LISTED ENTRIES START

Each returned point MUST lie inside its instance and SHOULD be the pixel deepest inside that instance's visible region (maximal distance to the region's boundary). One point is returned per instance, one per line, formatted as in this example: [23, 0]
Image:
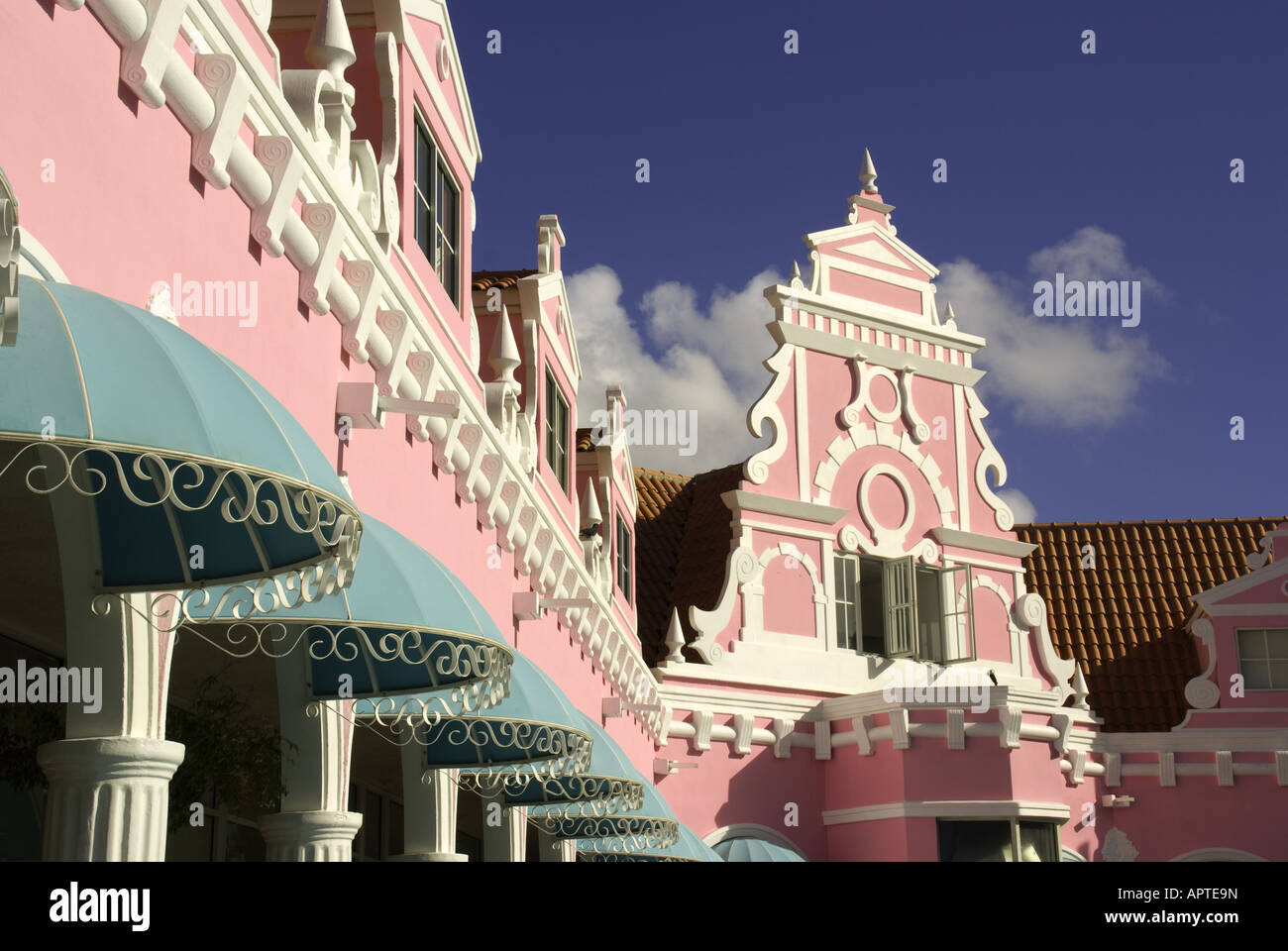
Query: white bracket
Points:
[1115, 801]
[665, 767]
[365, 407]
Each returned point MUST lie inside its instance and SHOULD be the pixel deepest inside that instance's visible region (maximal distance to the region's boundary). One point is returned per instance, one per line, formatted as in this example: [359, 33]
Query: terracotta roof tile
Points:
[1125, 619]
[483, 279]
[682, 541]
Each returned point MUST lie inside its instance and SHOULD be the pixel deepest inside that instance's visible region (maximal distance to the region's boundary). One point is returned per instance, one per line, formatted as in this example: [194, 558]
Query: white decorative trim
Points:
[988, 459]
[1117, 847]
[982, 543]
[1030, 612]
[1219, 855]
[911, 419]
[947, 808]
[767, 410]
[750, 830]
[1201, 692]
[268, 176]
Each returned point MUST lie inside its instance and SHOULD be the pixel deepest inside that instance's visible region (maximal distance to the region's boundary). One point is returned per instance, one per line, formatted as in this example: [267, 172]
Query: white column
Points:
[314, 823]
[505, 831]
[429, 810]
[110, 779]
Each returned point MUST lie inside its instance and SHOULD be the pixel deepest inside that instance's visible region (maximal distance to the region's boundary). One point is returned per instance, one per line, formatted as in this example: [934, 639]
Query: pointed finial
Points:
[675, 639]
[590, 513]
[505, 354]
[330, 46]
[868, 172]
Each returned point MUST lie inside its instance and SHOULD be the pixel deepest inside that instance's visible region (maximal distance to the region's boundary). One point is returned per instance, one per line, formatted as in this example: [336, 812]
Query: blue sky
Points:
[1119, 159]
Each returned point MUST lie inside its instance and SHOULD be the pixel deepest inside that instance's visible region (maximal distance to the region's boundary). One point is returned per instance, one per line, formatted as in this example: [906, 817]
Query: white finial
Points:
[868, 172]
[675, 639]
[330, 46]
[505, 354]
[1080, 687]
[590, 513]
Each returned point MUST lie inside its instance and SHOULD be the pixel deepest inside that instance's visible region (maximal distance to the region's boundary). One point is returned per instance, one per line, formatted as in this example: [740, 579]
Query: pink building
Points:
[290, 471]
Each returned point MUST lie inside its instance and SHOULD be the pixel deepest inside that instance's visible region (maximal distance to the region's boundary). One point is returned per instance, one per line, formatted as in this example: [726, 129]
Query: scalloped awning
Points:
[175, 446]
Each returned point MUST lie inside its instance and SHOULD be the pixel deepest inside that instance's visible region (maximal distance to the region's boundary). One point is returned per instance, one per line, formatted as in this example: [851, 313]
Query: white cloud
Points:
[1067, 371]
[1091, 254]
[709, 363]
[1019, 504]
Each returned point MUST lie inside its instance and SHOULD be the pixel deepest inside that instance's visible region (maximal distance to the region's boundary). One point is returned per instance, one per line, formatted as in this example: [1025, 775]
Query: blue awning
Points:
[690, 848]
[175, 445]
[651, 826]
[750, 849]
[608, 785]
[404, 624]
[533, 732]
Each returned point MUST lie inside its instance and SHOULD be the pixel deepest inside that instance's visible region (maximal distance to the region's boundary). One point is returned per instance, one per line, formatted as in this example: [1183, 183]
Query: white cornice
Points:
[836, 346]
[741, 500]
[503, 489]
[982, 543]
[870, 315]
[947, 808]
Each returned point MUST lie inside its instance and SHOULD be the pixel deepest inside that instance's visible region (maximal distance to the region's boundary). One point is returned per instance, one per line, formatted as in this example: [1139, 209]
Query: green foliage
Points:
[228, 752]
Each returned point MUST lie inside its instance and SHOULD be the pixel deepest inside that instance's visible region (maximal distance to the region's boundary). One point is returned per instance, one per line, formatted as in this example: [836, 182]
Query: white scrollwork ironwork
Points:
[187, 483]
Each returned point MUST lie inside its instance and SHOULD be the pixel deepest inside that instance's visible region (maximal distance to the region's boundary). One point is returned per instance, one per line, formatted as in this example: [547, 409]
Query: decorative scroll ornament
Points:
[612, 834]
[767, 410]
[988, 459]
[187, 483]
[9, 252]
[478, 671]
[587, 795]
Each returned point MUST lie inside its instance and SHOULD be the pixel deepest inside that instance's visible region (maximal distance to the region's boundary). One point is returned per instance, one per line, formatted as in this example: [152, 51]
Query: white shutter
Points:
[901, 608]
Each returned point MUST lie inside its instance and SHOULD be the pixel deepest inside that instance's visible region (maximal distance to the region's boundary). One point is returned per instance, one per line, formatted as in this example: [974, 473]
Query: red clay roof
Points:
[483, 279]
[1125, 619]
[1122, 620]
[682, 541]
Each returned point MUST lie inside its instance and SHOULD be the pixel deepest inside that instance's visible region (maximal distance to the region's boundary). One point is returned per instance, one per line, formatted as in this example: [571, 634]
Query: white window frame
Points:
[1263, 659]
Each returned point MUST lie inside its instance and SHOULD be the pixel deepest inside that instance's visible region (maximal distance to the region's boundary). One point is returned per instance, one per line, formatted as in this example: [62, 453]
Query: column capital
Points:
[320, 835]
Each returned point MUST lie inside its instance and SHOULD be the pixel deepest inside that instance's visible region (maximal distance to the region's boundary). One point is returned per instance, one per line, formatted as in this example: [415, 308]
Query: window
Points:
[897, 608]
[438, 202]
[999, 840]
[557, 431]
[1263, 659]
[381, 832]
[623, 560]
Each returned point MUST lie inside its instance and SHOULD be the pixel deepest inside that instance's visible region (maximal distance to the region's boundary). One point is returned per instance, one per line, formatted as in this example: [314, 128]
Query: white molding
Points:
[982, 543]
[822, 342]
[768, 410]
[1219, 855]
[170, 79]
[947, 808]
[750, 830]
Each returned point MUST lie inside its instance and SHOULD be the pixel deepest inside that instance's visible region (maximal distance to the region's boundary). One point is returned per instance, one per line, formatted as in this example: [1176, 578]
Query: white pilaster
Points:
[429, 810]
[314, 823]
[507, 839]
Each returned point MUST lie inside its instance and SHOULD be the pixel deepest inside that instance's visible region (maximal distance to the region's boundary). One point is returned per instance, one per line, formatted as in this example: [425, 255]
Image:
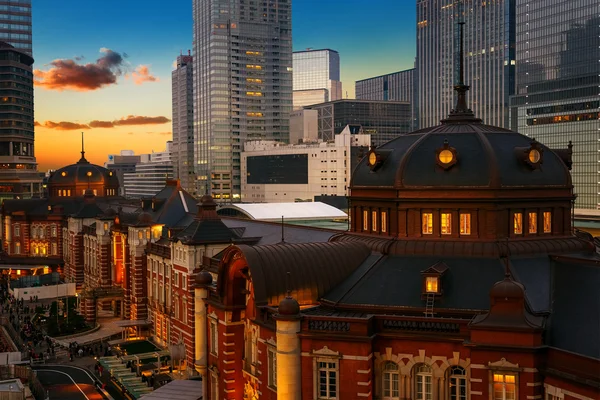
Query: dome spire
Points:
[82, 160]
[461, 112]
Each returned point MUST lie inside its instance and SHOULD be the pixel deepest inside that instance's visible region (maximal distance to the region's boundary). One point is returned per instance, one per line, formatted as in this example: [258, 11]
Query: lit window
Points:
[327, 379]
[431, 284]
[465, 224]
[458, 384]
[423, 387]
[504, 387]
[374, 221]
[547, 222]
[518, 223]
[427, 222]
[272, 365]
[532, 222]
[446, 223]
[390, 381]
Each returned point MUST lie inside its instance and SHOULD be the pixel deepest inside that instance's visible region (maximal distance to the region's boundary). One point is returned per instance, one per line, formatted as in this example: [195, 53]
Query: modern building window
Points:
[390, 381]
[446, 223]
[505, 387]
[532, 222]
[431, 284]
[518, 224]
[465, 224]
[423, 389]
[327, 379]
[547, 222]
[374, 221]
[427, 223]
[458, 383]
[272, 365]
[213, 338]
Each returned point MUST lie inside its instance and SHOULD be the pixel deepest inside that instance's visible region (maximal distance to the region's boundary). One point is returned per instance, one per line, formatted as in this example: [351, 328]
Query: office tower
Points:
[397, 86]
[242, 85]
[316, 77]
[150, 175]
[18, 169]
[557, 80]
[489, 37]
[183, 123]
[383, 120]
[15, 24]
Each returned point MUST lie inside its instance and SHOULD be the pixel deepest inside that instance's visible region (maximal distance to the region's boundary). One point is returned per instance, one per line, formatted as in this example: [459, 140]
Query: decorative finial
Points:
[82, 160]
[461, 112]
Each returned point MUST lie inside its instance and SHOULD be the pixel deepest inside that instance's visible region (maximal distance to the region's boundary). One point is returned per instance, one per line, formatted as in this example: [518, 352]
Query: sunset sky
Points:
[103, 67]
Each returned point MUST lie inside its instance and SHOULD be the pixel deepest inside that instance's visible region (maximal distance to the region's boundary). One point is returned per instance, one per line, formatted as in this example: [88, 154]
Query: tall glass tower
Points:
[15, 24]
[316, 77]
[557, 81]
[489, 36]
[242, 85]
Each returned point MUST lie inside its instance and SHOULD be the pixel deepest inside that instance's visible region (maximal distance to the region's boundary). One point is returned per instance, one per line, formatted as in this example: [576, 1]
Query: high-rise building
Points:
[557, 80]
[183, 123]
[316, 77]
[383, 120]
[150, 175]
[397, 86]
[15, 24]
[242, 85]
[489, 38]
[19, 177]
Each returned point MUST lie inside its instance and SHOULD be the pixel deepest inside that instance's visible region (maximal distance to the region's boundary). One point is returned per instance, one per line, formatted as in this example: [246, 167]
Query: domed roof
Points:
[485, 156]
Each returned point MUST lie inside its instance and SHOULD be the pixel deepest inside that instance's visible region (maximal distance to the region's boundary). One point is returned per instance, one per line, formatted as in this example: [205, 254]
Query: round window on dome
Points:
[446, 156]
[534, 156]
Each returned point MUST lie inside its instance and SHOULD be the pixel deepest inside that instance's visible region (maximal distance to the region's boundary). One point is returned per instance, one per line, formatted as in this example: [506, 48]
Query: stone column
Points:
[202, 281]
[289, 372]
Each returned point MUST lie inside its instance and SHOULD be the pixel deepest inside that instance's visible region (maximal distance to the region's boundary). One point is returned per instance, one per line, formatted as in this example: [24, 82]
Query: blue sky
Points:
[371, 41]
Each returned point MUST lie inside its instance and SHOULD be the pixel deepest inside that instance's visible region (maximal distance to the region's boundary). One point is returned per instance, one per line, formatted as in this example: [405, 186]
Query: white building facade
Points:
[274, 172]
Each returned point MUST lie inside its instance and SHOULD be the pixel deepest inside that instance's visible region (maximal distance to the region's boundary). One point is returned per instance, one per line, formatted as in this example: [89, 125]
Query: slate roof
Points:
[314, 269]
[486, 157]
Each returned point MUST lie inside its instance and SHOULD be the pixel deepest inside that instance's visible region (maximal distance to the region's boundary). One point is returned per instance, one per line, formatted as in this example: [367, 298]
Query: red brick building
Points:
[461, 278]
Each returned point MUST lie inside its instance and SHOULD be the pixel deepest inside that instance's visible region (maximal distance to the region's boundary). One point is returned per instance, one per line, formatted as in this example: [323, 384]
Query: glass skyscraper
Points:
[242, 85]
[489, 36]
[15, 24]
[557, 79]
[397, 86]
[316, 77]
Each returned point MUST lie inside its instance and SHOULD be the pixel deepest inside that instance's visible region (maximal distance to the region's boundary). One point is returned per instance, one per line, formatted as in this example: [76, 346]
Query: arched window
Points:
[390, 381]
[458, 383]
[423, 387]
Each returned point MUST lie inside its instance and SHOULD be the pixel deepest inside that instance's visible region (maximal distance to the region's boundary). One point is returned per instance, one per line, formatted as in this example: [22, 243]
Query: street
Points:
[67, 383]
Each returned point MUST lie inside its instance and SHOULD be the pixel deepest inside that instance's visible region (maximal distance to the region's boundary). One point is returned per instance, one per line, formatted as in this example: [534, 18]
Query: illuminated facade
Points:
[397, 86]
[557, 81]
[242, 85]
[489, 63]
[316, 77]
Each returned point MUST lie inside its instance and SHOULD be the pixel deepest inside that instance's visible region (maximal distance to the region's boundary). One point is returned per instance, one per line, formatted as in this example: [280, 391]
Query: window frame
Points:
[335, 370]
[427, 218]
[387, 382]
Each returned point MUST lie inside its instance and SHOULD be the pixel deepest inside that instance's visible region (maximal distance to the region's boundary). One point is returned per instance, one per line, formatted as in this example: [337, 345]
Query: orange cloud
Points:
[141, 120]
[66, 74]
[63, 125]
[142, 74]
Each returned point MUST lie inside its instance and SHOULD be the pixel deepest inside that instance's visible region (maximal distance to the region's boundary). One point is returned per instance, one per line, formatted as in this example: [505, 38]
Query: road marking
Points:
[72, 380]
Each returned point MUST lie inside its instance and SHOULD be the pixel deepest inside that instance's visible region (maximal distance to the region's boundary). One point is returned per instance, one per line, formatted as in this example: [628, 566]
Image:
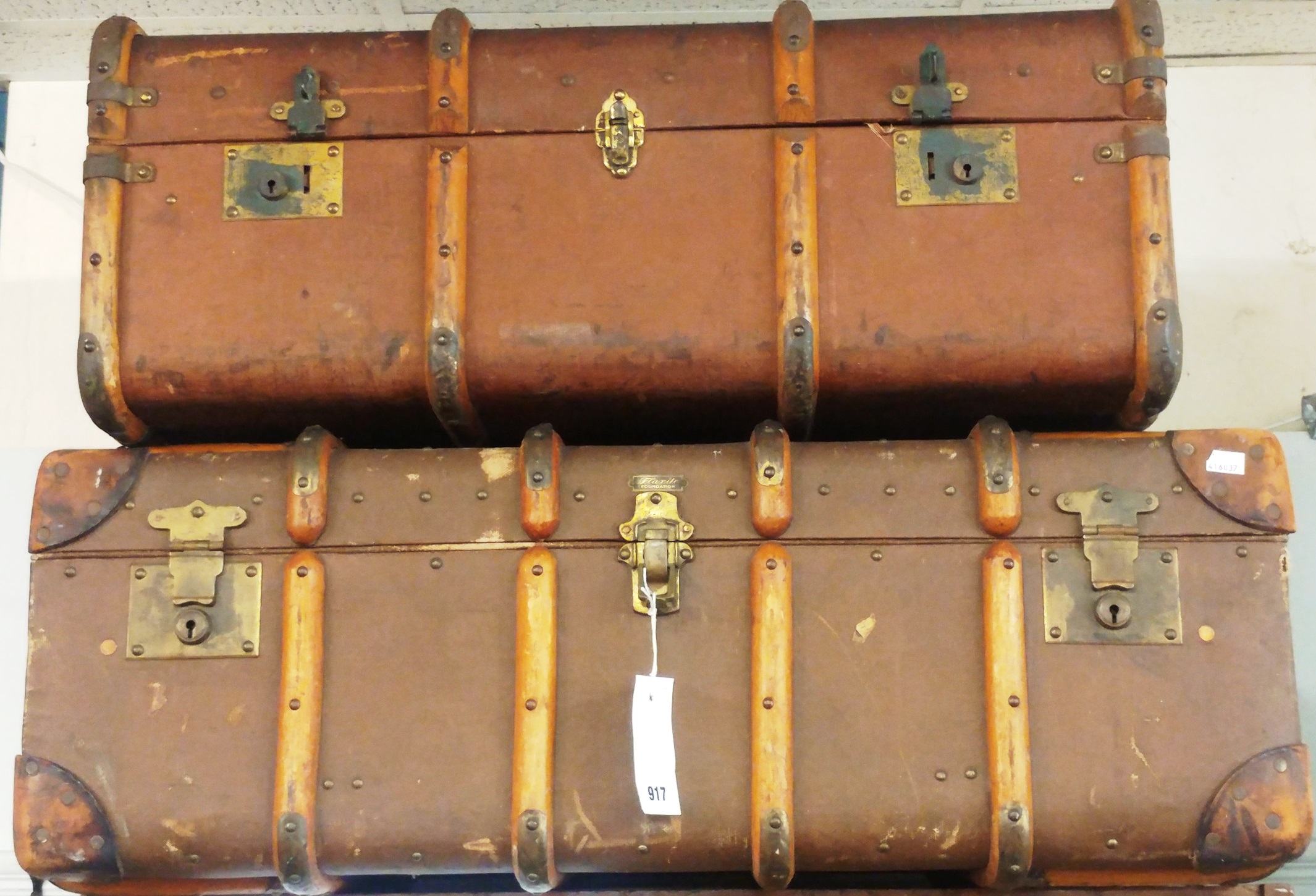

LISTED ENTRIES END

=== ASSIGNED TASK ===
Exactly repeat the material from its first line through the line with "example: [359, 33]", including both, and leave the pictures and everything else out.

=== SOLUTION TO THE EXERCISE ===
Each returned point MUST lie inside its instance and SHOULD be the pixel deepest inside that instance's visible region (maximal distance to the region's boundary). One point is returned per instance, one per line, formatted as in this example: [23, 0]
Image:
Query: white bracket
Points:
[1115, 801]
[665, 767]
[365, 407]
Each returned point MUST lie inside its instance and SHOULD be the pixel deepest inside that instance's visible region (maximal distance to the region's boundary). One point is returned per instance, one per line, formatted as in this example: [359, 33]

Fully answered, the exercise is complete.